[INSTRUCTIONS FOR THE TASK] Print the lines in the listing below that fall between the line with "For this batch, your assigned class is shrub." and the line with "For this batch, your assigned class is stone wall.", those two lines included, exactly as they stand and with nothing else.
(DATA EXCERPTS begins)
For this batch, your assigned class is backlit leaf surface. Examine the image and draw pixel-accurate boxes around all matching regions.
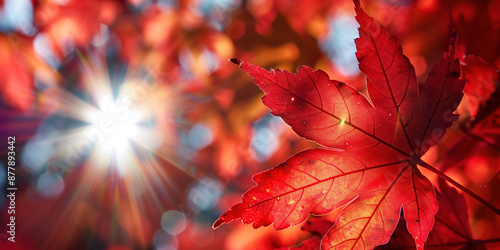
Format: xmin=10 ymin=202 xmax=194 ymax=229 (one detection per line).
xmin=214 ymin=1 xmax=465 ymax=249
xmin=376 ymin=179 xmax=484 ymax=249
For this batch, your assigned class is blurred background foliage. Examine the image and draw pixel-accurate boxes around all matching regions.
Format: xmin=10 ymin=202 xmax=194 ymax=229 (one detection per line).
xmin=0 ymin=0 xmax=499 ymax=249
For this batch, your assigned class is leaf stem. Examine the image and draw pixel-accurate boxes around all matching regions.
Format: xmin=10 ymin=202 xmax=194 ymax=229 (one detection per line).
xmin=474 ymin=238 xmax=500 ymax=245
xmin=418 ymin=160 xmax=500 ymax=216
xmin=488 ymin=170 xmax=500 ymax=184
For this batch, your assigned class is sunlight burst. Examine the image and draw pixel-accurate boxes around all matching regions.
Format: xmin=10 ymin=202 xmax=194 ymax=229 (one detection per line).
xmin=39 ymin=51 xmax=184 ymax=183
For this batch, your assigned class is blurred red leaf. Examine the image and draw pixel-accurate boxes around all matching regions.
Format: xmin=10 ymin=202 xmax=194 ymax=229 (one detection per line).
xmin=462 ymin=55 xmax=499 ymax=119
xmin=0 ymin=34 xmax=58 ymax=111
xmin=276 ymin=218 xmax=335 ymax=250
xmin=274 ymin=236 xmax=322 ymax=250
xmin=441 ymin=58 xmax=500 ymax=171
xmin=274 ymin=218 xmax=334 ymax=250
xmin=35 ymin=0 xmax=101 ymax=58
xmin=0 ymin=36 xmax=33 ymax=111
xmin=214 ymin=1 xmax=465 ymax=249
xmin=300 ymin=218 xmax=334 ymax=237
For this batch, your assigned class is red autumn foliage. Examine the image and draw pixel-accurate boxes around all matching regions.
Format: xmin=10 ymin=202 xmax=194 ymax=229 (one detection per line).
xmin=461 ymin=55 xmax=499 ymax=119
xmin=376 ymin=179 xmax=484 ymax=249
xmin=212 ymin=1 xmax=496 ymax=249
xmin=1 ymin=0 xmax=500 ymax=249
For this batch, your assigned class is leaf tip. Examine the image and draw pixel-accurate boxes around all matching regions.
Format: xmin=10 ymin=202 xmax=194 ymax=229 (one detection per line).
xmin=353 ymin=0 xmax=370 ymax=23
xmin=448 ymin=30 xmax=458 ymax=54
xmin=212 ymin=218 xmax=224 ymax=229
xmin=229 ymin=58 xmax=242 ymax=65
xmin=415 ymin=239 xmax=425 ymax=250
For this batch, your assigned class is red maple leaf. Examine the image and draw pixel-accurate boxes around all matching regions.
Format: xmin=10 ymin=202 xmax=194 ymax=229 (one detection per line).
xmin=440 ymin=57 xmax=500 ymax=172
xmin=461 ymin=55 xmax=499 ymax=120
xmin=376 ymin=179 xmax=491 ymax=249
xmin=275 ymin=179 xmax=495 ymax=249
xmin=213 ymin=0 xmax=465 ymax=249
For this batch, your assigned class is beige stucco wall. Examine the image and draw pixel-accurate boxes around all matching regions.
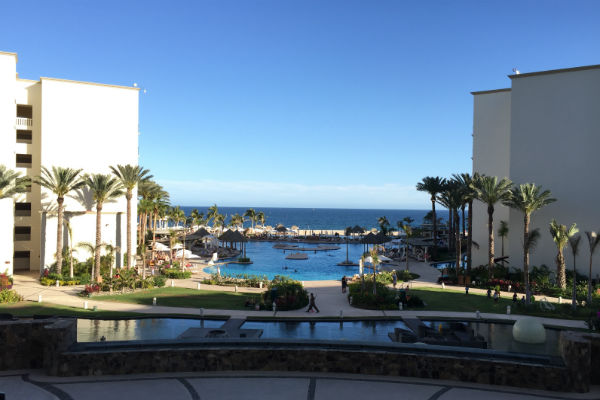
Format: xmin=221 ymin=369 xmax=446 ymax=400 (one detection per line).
xmin=472 ymin=67 xmax=600 ymax=278
xmin=39 ymin=78 xmax=139 ymax=269
xmin=471 ymin=90 xmax=511 ymax=267
xmin=0 ymin=51 xmax=139 ymax=274
xmin=0 ymin=53 xmax=17 ymax=275
xmin=507 ymin=69 xmax=600 ymax=278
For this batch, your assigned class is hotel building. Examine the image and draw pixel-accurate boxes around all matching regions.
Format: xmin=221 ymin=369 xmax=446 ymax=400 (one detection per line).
xmin=0 ymin=51 xmax=139 ymax=275
xmin=471 ymin=64 xmax=600 ymax=276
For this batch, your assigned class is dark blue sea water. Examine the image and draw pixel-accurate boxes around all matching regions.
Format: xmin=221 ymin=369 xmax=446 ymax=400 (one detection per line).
xmin=180 ymin=207 xmax=445 ymax=230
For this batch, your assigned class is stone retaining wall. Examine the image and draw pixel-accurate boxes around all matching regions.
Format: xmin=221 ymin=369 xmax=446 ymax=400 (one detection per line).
xmin=3 ymin=318 xmax=600 ymax=392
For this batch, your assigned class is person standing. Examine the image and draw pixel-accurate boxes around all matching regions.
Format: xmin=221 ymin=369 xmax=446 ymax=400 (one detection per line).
xmin=392 ymin=270 xmax=398 ymax=289
xmin=341 ymin=276 xmax=347 ymax=293
xmin=306 ymin=293 xmax=320 ymax=313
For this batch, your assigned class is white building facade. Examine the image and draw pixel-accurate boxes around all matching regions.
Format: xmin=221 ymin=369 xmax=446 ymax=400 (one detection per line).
xmin=472 ymin=65 xmax=600 ymax=277
xmin=0 ymin=51 xmax=139 ymax=275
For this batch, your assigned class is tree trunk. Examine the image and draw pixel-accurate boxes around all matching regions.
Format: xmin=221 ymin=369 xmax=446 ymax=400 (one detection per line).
xmin=126 ymin=190 xmax=132 ymax=275
xmin=56 ymin=197 xmax=64 ymax=275
xmin=523 ymin=213 xmax=531 ymax=303
xmin=455 ymin=209 xmax=461 ymax=280
xmin=588 ymin=254 xmax=594 ymax=304
xmin=448 ymin=208 xmax=453 ymax=251
xmin=557 ymin=249 xmax=566 ymax=289
xmin=152 ymin=210 xmax=158 ymax=262
xmin=94 ymin=202 xmax=103 ymax=282
xmin=432 ymin=197 xmax=438 ymax=258
xmin=487 ymin=204 xmax=495 ymax=279
xmin=467 ymin=200 xmax=473 ymax=274
xmin=405 ymin=239 xmax=409 ymax=271
xmin=461 ymin=204 xmax=466 ymax=242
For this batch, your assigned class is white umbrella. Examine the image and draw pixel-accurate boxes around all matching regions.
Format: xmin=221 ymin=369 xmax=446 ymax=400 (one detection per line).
xmin=154 ymin=242 xmax=169 ymax=251
xmin=379 ymin=255 xmax=393 ymax=262
xmin=359 ymin=258 xmax=364 ymax=275
xmin=172 ymin=243 xmax=183 ymax=250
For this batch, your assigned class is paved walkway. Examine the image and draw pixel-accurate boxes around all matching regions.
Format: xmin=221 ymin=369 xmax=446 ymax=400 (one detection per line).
xmin=2 ymin=370 xmax=599 ymax=400
xmin=10 ymin=268 xmax=587 ymax=329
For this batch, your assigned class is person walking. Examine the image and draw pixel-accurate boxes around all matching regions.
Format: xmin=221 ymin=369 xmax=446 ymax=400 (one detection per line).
xmin=306 ymin=293 xmax=320 ymax=313
xmin=392 ymin=270 xmax=398 ymax=289
xmin=341 ymin=276 xmax=347 ymax=293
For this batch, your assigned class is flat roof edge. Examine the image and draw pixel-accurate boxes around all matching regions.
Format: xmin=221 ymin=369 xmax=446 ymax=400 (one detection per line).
xmin=0 ymin=51 xmax=18 ymax=62
xmin=40 ymin=77 xmax=140 ymax=91
xmin=508 ymin=64 xmax=600 ymax=79
xmin=471 ymin=88 xmax=511 ymax=95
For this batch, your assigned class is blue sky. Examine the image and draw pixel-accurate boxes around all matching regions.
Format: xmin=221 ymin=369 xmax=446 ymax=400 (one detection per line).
xmin=1 ymin=1 xmax=599 ymax=209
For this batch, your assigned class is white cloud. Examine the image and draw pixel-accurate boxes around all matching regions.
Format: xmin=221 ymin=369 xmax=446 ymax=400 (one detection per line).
xmin=159 ymin=179 xmax=430 ymax=208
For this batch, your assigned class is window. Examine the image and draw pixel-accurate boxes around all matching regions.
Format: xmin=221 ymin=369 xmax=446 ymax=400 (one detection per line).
xmin=16 ymin=130 xmax=33 ymax=144
xmin=15 ymin=202 xmax=32 ymax=217
xmin=16 ymin=105 xmax=32 ymax=119
xmin=14 ymin=226 xmax=31 ymax=241
xmin=15 ymin=154 xmax=32 ymax=167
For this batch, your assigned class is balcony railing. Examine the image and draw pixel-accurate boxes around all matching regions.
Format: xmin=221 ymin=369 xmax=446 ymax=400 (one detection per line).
xmin=16 ymin=117 xmax=33 ymax=129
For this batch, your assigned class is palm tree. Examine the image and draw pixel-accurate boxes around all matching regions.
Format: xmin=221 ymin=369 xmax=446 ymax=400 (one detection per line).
xmin=244 ymin=208 xmax=257 ymax=230
xmin=472 ymin=175 xmax=513 ymax=278
xmin=369 ymin=248 xmax=380 ymax=295
xmin=77 ymin=241 xmax=105 ymax=279
xmin=549 ymin=220 xmax=578 ymax=290
xmin=504 ymin=183 xmax=555 ymax=302
xmin=207 ymin=204 xmax=219 ymax=227
xmin=65 ymin=219 xmax=75 ymax=278
xmin=569 ymin=235 xmax=581 ymax=310
xmin=498 ymin=221 xmax=509 ymax=258
xmin=416 ymin=177 xmax=446 ymax=258
xmin=35 ymin=166 xmax=85 ymax=274
xmin=398 ymin=221 xmax=413 ymax=272
xmin=437 ymin=183 xmax=465 ymax=279
xmin=213 ymin=213 xmax=226 ymax=234
xmin=110 ymin=165 xmax=152 ymax=276
xmin=85 ymin=174 xmax=124 ymax=282
xmin=0 ymin=165 xmax=30 ymax=199
xmin=103 ymin=243 xmax=121 ymax=278
xmin=257 ymin=211 xmax=266 ymax=227
xmin=453 ymin=173 xmax=477 ymax=274
xmin=377 ymin=216 xmax=390 ymax=235
xmin=585 ymin=231 xmax=600 ymax=304
xmin=190 ymin=209 xmax=203 ymax=227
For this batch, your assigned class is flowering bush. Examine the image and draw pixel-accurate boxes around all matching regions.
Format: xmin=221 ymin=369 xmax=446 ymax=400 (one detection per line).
xmin=80 ymin=284 xmax=100 ymax=297
xmin=0 ymin=289 xmax=22 ymax=303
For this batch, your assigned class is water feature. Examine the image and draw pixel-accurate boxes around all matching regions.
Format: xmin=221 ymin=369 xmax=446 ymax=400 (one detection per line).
xmin=76 ymin=317 xmax=561 ymax=357
xmin=203 ymin=241 xmax=376 ymax=281
xmin=77 ymin=318 xmax=224 ymax=342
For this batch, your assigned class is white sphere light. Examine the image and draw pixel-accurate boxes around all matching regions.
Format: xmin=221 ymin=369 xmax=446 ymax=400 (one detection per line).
xmin=512 ymin=318 xmax=546 ymax=344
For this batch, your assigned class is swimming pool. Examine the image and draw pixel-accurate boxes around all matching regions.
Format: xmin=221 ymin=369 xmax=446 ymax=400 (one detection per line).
xmin=203 ymin=241 xmax=371 ymax=281
xmin=77 ymin=318 xmax=224 ymax=342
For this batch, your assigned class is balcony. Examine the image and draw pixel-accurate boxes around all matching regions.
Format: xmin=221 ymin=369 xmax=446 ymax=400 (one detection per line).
xmin=16 ymin=154 xmax=32 ymax=169
xmin=14 ymin=226 xmax=31 ymax=242
xmin=15 ymin=117 xmax=32 ymax=129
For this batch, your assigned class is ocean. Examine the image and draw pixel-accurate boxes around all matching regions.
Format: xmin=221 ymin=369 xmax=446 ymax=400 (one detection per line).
xmin=180 ymin=207 xmax=446 ymax=230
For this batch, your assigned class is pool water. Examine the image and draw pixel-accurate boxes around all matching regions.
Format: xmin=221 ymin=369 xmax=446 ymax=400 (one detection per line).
xmin=421 ymin=320 xmax=561 ymax=356
xmin=242 ymin=320 xmax=410 ymax=342
xmin=77 ymin=318 xmax=224 ymax=342
xmin=203 ymin=241 xmax=373 ymax=281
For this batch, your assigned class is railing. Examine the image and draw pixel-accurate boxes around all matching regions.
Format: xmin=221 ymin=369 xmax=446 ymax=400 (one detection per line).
xmin=16 ymin=117 xmax=32 ymax=128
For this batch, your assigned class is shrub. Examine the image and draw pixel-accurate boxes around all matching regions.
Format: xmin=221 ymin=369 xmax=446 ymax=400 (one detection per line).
xmin=261 ymin=275 xmax=308 ymax=311
xmin=202 ymin=272 xmax=268 ymax=288
xmin=153 ymin=275 xmax=166 ymax=287
xmin=162 ymin=268 xmax=192 ymax=279
xmin=0 ymin=289 xmax=22 ymax=303
xmin=348 ymin=280 xmax=398 ymax=310
xmin=80 ymin=284 xmax=100 ymax=297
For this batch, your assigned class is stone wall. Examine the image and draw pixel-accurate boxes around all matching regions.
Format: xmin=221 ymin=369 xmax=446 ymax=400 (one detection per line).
xmin=53 ymin=343 xmax=572 ymax=391
xmin=0 ymin=318 xmax=75 ymax=370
(DATA EXCERPTS ends)
[RESPONSE TO THE TASK]
For this batch, your assigned class is shrub. Examine the image and draw pixel-accurate boxes around all matching regions.
Format: xmin=221 ymin=369 xmax=446 ymax=400 (one detection per line).
xmin=261 ymin=275 xmax=308 ymax=311
xmin=202 ymin=272 xmax=268 ymax=288
xmin=153 ymin=275 xmax=166 ymax=287
xmin=162 ymin=268 xmax=192 ymax=279
xmin=0 ymin=289 xmax=22 ymax=303
xmin=348 ymin=280 xmax=398 ymax=310
xmin=80 ymin=284 xmax=100 ymax=297
For this batch, your assigned class is stone wall. Examine the image and draw pixel-accurate boxes around all matching regions.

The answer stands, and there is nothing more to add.